--- Dataset records ---

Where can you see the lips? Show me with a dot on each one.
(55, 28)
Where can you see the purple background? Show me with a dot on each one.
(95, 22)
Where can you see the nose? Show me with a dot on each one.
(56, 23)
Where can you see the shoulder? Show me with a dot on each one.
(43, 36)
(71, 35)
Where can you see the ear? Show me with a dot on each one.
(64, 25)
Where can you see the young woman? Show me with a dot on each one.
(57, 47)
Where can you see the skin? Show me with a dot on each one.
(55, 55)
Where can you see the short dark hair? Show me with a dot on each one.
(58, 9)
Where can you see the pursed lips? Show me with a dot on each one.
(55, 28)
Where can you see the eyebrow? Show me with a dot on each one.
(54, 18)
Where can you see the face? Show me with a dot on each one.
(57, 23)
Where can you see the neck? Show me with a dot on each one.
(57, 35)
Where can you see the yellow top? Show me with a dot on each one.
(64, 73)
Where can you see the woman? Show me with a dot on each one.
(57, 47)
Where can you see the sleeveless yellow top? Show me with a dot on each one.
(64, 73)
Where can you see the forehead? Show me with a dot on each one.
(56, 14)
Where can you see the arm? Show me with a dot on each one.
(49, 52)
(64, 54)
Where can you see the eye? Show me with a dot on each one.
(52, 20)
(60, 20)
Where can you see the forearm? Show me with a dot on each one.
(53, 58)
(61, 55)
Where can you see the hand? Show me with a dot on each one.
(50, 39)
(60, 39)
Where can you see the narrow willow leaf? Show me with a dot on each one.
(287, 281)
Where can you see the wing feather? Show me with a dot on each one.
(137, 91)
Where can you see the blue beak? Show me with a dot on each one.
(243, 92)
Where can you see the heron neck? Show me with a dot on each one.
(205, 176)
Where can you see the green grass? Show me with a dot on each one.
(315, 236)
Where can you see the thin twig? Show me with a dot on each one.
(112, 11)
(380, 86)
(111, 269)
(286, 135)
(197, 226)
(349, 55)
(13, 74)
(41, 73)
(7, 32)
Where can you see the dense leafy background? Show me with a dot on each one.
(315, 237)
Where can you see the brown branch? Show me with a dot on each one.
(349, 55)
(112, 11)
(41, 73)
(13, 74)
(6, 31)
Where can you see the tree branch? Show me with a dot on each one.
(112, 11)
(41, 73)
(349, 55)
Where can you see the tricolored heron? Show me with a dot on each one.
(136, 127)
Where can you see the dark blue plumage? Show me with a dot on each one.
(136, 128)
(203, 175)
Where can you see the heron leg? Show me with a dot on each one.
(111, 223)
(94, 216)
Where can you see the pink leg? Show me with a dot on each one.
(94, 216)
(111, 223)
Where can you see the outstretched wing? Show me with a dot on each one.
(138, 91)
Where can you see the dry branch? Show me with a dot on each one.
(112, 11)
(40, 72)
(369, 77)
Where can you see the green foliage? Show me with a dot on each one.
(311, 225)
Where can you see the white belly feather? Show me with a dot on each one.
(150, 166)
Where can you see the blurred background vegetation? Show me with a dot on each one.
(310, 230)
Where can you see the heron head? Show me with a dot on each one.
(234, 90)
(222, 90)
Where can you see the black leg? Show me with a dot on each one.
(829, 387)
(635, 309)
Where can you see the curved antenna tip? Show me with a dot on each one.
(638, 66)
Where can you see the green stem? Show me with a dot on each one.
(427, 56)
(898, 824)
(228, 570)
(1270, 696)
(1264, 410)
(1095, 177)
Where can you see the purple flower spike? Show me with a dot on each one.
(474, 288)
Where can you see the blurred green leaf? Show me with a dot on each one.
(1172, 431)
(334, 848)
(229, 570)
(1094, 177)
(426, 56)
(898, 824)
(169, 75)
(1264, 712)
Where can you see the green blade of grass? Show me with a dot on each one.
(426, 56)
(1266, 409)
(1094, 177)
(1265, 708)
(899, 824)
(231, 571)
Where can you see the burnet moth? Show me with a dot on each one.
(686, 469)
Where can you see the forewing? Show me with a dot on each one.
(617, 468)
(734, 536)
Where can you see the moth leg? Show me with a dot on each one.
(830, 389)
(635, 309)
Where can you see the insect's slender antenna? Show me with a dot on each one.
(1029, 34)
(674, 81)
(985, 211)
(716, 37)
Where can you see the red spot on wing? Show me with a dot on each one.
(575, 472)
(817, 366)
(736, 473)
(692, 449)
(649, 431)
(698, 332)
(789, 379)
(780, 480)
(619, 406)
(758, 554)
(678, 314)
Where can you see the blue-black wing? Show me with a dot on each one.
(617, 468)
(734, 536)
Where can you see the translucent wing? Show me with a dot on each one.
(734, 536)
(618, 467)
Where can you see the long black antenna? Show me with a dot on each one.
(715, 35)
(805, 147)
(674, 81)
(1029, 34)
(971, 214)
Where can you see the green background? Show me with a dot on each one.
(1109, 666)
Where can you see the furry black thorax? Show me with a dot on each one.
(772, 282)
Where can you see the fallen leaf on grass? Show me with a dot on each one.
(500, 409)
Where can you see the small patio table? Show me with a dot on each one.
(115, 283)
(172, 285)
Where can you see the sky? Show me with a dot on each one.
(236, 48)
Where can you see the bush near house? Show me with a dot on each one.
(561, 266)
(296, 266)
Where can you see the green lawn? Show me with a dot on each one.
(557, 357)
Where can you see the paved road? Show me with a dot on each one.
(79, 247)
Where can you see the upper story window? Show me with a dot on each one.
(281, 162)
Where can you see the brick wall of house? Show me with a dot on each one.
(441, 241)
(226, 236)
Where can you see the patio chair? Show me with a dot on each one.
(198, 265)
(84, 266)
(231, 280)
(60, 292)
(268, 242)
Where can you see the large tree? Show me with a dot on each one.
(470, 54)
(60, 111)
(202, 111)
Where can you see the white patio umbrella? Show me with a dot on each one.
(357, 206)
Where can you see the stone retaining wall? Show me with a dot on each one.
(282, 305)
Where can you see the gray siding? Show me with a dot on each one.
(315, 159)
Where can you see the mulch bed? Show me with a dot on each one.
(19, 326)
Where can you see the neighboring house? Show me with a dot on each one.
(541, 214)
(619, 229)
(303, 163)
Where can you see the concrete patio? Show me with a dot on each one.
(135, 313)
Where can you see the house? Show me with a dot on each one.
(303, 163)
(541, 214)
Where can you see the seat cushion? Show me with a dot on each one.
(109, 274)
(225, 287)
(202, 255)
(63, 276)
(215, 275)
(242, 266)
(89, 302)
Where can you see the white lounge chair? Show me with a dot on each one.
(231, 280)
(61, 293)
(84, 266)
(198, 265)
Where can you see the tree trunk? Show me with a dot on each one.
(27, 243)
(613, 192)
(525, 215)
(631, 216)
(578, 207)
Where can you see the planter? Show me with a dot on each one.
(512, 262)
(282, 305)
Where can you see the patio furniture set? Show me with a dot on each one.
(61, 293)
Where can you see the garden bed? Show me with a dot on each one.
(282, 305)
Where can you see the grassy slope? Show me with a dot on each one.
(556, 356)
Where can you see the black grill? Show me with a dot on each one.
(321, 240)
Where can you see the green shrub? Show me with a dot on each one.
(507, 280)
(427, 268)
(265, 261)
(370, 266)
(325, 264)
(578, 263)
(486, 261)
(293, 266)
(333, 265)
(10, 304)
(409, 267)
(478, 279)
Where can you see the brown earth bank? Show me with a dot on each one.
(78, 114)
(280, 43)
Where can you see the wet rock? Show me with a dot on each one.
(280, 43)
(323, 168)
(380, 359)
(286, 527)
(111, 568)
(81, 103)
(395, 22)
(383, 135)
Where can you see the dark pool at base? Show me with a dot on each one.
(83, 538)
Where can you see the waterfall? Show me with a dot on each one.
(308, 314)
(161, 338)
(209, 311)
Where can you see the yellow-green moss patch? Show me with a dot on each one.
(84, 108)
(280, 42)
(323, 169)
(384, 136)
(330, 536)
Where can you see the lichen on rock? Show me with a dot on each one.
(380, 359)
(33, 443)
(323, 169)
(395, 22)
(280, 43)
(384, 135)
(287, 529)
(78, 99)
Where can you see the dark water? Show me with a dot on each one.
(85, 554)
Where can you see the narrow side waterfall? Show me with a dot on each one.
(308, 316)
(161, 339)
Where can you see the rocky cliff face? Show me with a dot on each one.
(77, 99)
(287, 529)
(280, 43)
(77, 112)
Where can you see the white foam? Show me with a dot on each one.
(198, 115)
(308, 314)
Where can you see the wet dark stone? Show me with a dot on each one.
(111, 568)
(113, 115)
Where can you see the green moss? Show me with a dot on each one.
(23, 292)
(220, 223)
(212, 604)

--- What is needed ---
Starting with the line that contains "Where can you see the rocky" and going on through the end of the listing, write those lines out again with "green moss" renamed to "damp moss", leaving everything else unchanged.

--- Solution to this problem ---
Where can you see the rocky cliff face? Show me with a dot on each one.
(77, 99)
(287, 529)
(280, 43)
(77, 112)
Where can you see the white foam? Show me with a dot on each one.
(198, 115)
(308, 314)
Where can you see the wet dark stone? Show me with a dot on each one.
(111, 568)
(113, 115)
Where can you see the damp moss? Show me with a dot on each one.
(23, 292)
(220, 223)
(212, 604)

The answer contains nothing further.